2.1 Basic characteristics of speech signal

In the process of short-term steady-state analysis of speech signal, it can be known that speech signal has two basic attributes. The first part is the local attribute expressed by the structural characteristics of speech signal itself; the second part is determined by the mechanism of the speaker’s vocal organs, which is manifested by the temporal correlation attribute of speech signal.

Specifically, due to the physiological structure characteristics of the speaker and their language traits, speech signals continuously exhibit identical pronunciation patterns across the entire time-frequency space. These pronunciation patterns form a speech spectrum through combinations and superpositions. For example, in a speech spectrum, the same phonemes and syllables are repeatedly present; during the articulation process, similar resonant peak shapes also recur. Essentially, these characteristics stem from the speaker’s vocal organs consistently displaying specific pronunciation patterns on certain syllables, with variations among different speakers on the same syllable. As shown in Figures 1(a) and (b), the local attributes exhibited by two speech signals from different individuals in the time-frequency domain of the speech spectrum are illustrated: similar pronunciation patterns appear in different segments of the same speech; certain segments of different speeches share similar pronunciation patterns.

  • (b)

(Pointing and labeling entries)
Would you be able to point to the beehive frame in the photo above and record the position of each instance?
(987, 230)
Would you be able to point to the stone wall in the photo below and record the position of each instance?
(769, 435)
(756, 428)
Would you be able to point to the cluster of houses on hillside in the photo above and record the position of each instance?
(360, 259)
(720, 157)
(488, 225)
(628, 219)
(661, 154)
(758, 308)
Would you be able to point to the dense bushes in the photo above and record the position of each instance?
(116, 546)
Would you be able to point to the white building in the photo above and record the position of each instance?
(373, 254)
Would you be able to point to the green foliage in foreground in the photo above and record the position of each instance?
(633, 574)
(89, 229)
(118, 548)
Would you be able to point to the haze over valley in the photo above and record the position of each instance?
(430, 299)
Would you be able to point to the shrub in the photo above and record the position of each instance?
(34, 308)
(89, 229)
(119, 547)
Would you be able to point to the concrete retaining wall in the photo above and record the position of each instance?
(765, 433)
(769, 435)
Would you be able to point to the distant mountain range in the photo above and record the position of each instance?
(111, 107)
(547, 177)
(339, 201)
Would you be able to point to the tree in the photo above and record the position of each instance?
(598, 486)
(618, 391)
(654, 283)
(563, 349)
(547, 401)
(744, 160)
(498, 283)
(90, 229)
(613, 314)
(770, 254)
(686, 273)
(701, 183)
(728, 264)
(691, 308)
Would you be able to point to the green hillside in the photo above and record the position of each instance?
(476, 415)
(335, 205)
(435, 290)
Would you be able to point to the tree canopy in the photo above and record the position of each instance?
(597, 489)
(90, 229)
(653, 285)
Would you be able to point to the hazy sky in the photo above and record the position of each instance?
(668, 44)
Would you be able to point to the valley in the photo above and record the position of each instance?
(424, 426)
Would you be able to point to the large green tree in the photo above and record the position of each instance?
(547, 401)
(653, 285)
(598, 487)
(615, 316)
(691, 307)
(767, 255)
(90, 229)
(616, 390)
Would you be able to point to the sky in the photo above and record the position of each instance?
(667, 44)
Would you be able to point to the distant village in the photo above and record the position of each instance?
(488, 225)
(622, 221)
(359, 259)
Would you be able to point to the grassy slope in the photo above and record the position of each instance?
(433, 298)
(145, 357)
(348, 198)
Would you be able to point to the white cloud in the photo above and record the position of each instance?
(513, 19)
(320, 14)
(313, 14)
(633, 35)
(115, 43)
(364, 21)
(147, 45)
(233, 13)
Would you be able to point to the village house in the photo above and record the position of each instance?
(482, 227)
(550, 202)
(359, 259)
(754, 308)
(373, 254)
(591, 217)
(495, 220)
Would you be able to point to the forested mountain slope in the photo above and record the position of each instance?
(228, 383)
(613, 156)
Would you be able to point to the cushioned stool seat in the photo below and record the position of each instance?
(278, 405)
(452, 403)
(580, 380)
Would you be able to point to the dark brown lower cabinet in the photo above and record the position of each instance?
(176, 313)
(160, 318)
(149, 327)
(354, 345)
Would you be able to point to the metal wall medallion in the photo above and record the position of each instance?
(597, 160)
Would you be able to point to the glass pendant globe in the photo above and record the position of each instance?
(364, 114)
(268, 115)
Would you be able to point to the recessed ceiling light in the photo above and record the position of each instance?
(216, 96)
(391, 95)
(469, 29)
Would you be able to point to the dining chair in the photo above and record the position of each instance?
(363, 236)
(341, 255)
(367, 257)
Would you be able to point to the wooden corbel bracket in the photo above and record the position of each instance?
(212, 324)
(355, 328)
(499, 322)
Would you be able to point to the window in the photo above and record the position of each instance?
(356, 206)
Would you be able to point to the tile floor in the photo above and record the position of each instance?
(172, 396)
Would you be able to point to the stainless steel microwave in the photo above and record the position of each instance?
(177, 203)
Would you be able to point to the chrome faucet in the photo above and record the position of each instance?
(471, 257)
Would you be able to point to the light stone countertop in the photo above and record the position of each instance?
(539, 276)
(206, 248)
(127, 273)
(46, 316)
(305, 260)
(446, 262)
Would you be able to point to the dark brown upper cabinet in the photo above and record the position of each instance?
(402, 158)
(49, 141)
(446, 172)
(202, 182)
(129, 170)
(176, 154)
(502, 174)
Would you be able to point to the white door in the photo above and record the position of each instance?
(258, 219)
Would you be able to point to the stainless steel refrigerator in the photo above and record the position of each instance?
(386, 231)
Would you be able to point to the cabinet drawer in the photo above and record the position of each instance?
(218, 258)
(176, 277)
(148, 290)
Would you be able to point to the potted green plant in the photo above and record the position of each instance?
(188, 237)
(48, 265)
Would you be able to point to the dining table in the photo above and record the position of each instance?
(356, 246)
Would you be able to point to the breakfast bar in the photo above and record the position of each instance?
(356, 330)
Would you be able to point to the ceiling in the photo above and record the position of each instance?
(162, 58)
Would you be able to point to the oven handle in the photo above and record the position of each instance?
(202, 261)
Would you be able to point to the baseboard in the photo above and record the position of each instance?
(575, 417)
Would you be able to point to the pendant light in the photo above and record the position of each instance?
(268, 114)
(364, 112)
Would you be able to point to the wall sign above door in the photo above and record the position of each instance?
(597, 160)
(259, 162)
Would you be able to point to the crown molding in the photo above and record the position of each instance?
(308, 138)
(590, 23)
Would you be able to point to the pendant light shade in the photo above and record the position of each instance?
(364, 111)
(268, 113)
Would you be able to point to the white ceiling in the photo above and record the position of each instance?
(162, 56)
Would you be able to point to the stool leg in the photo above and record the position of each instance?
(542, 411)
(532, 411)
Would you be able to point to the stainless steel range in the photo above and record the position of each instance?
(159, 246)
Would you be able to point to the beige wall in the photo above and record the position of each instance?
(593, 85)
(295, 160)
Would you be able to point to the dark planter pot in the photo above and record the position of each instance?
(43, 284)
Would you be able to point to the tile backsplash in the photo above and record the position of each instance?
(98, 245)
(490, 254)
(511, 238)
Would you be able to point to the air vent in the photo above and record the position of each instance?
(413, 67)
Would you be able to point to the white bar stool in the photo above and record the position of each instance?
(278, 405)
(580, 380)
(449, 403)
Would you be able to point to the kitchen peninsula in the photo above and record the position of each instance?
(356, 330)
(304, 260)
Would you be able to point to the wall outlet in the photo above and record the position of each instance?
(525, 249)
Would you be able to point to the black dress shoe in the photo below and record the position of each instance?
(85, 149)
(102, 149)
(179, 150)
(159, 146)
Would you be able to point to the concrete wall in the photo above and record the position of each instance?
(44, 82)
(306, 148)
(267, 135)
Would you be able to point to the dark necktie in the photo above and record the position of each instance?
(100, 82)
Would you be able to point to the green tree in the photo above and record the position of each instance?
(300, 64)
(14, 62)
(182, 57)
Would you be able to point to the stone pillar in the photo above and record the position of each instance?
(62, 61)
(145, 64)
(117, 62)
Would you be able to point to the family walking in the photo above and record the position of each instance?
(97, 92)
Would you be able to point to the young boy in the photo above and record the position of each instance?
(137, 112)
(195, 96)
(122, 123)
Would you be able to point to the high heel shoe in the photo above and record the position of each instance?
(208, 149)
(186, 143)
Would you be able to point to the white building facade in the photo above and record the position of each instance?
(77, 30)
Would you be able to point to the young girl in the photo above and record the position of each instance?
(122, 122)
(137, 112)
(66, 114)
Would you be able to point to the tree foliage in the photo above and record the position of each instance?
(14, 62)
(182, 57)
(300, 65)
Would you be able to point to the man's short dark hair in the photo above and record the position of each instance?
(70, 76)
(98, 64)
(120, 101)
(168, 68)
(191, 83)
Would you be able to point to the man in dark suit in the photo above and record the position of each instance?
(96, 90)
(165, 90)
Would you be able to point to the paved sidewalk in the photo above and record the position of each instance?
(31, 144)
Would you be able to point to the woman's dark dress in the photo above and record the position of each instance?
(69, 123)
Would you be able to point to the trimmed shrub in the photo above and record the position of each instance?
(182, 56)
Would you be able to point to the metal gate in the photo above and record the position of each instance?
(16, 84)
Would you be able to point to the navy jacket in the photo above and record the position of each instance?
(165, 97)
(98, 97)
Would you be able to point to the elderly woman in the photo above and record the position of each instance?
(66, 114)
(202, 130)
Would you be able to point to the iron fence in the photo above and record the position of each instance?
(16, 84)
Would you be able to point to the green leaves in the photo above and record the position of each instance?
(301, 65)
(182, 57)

Challenge 1: In the speech signal passage, repeat the text between "2.1 Basic characteristics" and "of speech signal.", inclusive.
Challenge 2: According to the speech signal passage, what recurs during the articulation process?
Challenge 3: List everything that the speech signal passage says is repeatedly present or recurs in a speech spectrum.

Complete output 1:
2.1 Basic characteristics of speech signal

In the process of short-term steady-state analysis of speech signal, it can be known that speech signal has two basic attributes. The first part is the local attribute expressed by the structural characteristics of speech signal itself; the second part is determined by the mechanism of the speaker’s vocal organs, which is manifested by the temporal correlation attribute of speech signal.

Complete output 2: Similar resonant peak shapes.

Complete output 3:
- The same phonemes
- The same syllables
- Similar resonant peak shapes